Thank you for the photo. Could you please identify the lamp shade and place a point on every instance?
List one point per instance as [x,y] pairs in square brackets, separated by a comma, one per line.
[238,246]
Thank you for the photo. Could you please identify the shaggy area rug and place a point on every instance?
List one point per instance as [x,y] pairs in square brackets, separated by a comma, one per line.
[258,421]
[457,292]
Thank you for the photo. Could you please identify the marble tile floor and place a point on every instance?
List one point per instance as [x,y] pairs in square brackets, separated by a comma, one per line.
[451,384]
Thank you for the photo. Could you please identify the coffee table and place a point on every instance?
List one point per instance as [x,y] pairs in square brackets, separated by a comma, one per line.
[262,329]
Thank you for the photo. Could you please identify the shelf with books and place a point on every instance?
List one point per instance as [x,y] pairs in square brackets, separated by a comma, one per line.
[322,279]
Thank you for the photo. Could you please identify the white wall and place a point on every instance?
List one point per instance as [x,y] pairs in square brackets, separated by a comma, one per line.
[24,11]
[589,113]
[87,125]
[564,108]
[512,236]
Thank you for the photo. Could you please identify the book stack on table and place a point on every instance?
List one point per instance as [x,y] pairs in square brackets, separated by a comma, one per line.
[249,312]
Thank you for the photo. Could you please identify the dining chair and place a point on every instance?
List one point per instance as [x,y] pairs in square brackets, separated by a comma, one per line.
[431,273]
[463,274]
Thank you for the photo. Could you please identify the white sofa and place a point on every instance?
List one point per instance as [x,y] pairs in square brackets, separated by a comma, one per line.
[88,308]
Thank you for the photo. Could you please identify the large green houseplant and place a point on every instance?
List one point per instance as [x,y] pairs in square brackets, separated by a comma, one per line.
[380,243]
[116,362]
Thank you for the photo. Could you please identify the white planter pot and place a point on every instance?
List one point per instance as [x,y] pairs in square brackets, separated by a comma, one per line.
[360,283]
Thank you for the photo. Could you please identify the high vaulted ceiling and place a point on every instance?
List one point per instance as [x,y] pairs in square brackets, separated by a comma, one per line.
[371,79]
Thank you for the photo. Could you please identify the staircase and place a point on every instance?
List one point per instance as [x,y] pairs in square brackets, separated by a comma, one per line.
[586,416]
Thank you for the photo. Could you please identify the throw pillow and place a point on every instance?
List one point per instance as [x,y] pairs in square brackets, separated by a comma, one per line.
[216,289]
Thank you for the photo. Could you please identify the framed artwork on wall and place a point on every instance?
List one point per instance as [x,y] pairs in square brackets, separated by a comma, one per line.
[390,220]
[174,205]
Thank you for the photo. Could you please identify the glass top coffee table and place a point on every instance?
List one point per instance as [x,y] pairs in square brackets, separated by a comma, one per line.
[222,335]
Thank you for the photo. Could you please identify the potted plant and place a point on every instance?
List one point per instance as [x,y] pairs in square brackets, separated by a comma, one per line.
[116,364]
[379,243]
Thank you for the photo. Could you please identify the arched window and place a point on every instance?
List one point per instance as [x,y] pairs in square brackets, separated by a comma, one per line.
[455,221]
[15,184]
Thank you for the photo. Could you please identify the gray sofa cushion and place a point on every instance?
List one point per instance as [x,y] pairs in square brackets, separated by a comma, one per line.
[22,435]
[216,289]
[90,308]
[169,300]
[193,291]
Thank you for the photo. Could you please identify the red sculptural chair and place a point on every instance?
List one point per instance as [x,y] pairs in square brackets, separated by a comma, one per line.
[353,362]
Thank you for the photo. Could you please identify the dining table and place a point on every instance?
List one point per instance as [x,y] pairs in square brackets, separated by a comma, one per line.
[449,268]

- - -

SHORT PROBLEM:
Transcribe all lines as written.

FULL RESPONSE:
Thank you for the photo. Could you please identify the lamp shade and place a point on every instance?
List one point per instance as [x,y] pairs in square brackets, separated by a comma, one per line.
[238,246]
Thank you for the photo. Could you please identify the shaggy area rug and place a point on every instance?
List one point per instance as [x,y] pairs in square brackets, separated by a comma, one per line.
[258,421]
[457,292]
Thank you for the photo. Could you please identify the marble tile floor and place a point on every instance?
List one point per instance as [x,y] pairs in square brackets, separated by a comma, one per line.
[451,384]
Thank you for the photo. Could you please identify the coffee table and place a point on every instance?
List one point per instance as [x,y] pairs in square brackets, separated by a comma, one per line.
[262,329]
Thank you for the photo. Could you please identify the shelf with books and place a point on every instance?
List one point per instance as [x,y] pairs in square brackets, separated by a comma, one per line.
[322,279]
Thank you for the photo. Could you please identify the white wall and place a point on every instance?
List one point per instance as [x,y] pairs in square brackets, separated by a comma, one per line.
[24,11]
[589,113]
[87,125]
[564,108]
[512,236]
Thank you for the photo. Could you please identify the book stack on table and place a point on every instance?
List one point per instance as [x,y] pairs in square brackets, separated by a comma, one per line.
[249,312]
Thank you for the photo. Could you please identify the dining chair and place a point on every instance?
List one point per instance as [x,y] pairs in square brackets, separated by a comma, one per line.
[431,273]
[463,274]
Thank you for the photo. Could you please identify the white sofa and place a point on every instance?
List one point per instance as [x,y] pairs in square brackets, separated by a comma, one per line.
[88,308]
Thank you for the photo. Could you please identify the large green houseplant and place a point on every instance?
List one point per instance as [x,y] pairs in square brackets, separated by a comma, one per line.
[380,243]
[116,362]
Thank you for the photo. Could you please identify the white planter pot and place a point on every instance?
List one point per instance as [x,y] pairs in square brackets, separated by a comma, one per line.
[360,283]
Thank you for the photo. Could you please identify the high vaulted ceiling and place a point on every instance?
List one point per instance as [x,y] pairs in square brackets, separated by a comma, one per line.
[371,79]
Thank you for the photo. Could you please identify the staircase and place a point on every instance?
List one point per instance as [x,y] pairs in square brackets, separated by a comma, one per line.
[586,416]
Thank you for the photo. Could you please identify the throw pillow and place a point on every instance?
List one point per instance as [x,y] pairs in square brackets, separated by a comma, one per line.
[216,289]
Thank you for the photo. Could you please identify the framed artwork on wall and place a point on every instance?
List one point per instance as [x,y] pairs in square brackets, separated by a comma, one per line.
[390,220]
[174,205]
Thank you for the photo. Could you please identify the glass top coffee table and place a point on every instance?
List one point per instance as [x,y] pairs in square brackets, separated by a comma, one per line.
[222,335]
Thank you for the photo. Could you please identify the potted plant and place a point on every instance?
List one point per instance as [x,y] pairs in square brackets, separated by a comma, one per line.
[116,364]
[379,243]
Thank you for the photo. Could you please identify the arched window and place a point on every instance?
List one point per instance as [x,y] pairs in square brackets, separated by a comma, one per line.
[455,221]
[15,184]
Thank you for the photo. Could you please identify the gray sofa cushion and place a point on every instance?
List one point per instance as [x,y] pairs in square brackets, separated by a comma, one per line.
[22,435]
[216,289]
[90,308]
[169,300]
[193,291]
Thank you for the photo. Could you please identify the red sculptural chair and place a point on every instance?
List one point per instance as [x,y] pairs in square brackets, separated by a comma, one per line.
[353,362]
Thank you for the photo. Could you please identify the dining table and place a point on every instance?
List one point per instance as [x,y] pairs in square brackets, separated by a comma, one per line.
[449,268]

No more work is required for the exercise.